***** Given records

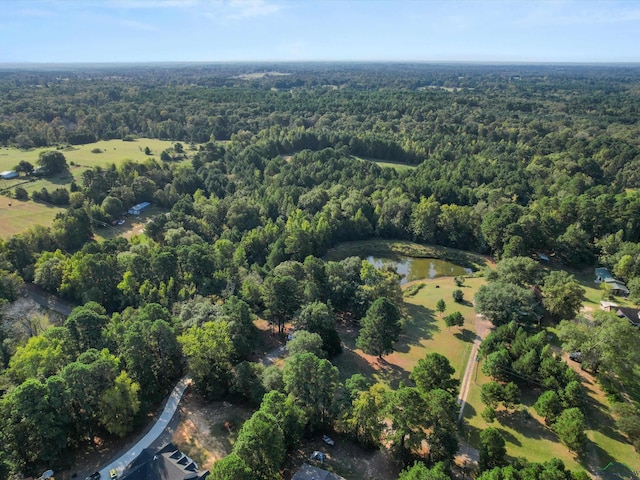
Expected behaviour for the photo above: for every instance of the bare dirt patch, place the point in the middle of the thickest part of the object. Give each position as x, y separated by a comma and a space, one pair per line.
207, 431
344, 458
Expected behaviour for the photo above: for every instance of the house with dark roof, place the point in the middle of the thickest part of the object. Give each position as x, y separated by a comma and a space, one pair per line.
617, 287
603, 274
137, 209
631, 314
309, 472
166, 463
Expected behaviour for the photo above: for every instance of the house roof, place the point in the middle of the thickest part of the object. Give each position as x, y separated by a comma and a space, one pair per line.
631, 314
309, 472
603, 273
617, 285
140, 206
607, 305
166, 463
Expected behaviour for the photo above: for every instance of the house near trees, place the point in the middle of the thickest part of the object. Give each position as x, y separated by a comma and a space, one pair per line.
631, 314
603, 274
8, 174
137, 209
167, 463
309, 472
616, 286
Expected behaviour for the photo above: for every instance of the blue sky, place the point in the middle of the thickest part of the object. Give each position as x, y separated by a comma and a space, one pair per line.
343, 30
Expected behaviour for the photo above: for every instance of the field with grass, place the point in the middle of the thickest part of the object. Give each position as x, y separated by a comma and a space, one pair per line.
378, 247
111, 151
424, 332
399, 166
22, 215
16, 216
525, 432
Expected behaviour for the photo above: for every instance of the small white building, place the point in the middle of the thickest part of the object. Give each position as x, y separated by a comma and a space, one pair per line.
137, 209
8, 174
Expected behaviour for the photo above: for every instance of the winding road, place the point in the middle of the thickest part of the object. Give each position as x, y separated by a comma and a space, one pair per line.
170, 408
483, 327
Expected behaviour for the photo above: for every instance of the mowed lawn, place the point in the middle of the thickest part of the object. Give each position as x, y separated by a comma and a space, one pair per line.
399, 166
424, 332
23, 215
528, 437
112, 151
16, 216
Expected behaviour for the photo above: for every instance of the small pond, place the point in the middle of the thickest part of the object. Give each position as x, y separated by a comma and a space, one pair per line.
416, 268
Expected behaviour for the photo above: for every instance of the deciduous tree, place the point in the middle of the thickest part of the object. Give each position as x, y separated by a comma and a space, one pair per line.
380, 328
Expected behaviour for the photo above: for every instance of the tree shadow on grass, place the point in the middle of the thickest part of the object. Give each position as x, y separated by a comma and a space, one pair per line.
465, 335
617, 470
349, 363
526, 425
509, 437
392, 374
420, 324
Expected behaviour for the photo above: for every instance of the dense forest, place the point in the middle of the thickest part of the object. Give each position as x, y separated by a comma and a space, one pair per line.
507, 161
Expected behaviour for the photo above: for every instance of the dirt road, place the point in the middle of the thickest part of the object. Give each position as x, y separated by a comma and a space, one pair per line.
170, 407
483, 327
47, 300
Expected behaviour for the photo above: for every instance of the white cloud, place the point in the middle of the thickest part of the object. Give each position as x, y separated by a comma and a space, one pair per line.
136, 25
135, 4
35, 12
559, 13
252, 8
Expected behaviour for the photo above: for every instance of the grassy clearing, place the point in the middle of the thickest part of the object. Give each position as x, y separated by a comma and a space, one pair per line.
15, 220
530, 438
363, 248
112, 151
424, 332
399, 166
526, 436
22, 215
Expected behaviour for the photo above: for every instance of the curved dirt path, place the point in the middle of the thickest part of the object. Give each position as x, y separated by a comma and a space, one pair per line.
120, 463
47, 300
483, 327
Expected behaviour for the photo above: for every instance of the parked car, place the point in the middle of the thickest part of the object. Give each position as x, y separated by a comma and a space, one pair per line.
328, 440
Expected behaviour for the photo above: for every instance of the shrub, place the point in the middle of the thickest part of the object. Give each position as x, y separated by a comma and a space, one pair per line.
458, 296
20, 194
411, 290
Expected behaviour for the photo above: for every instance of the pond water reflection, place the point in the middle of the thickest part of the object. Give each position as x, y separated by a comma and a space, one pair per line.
416, 268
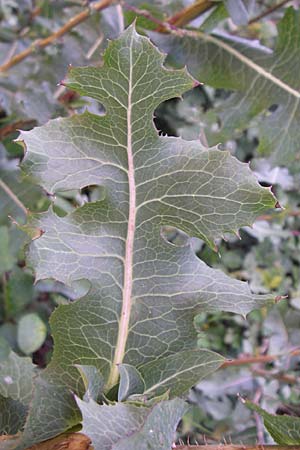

**********

▶ [Required work]:
How many lines in the material above contain the word "white"? Reply with the number alone.

▶ [Written solution]:
2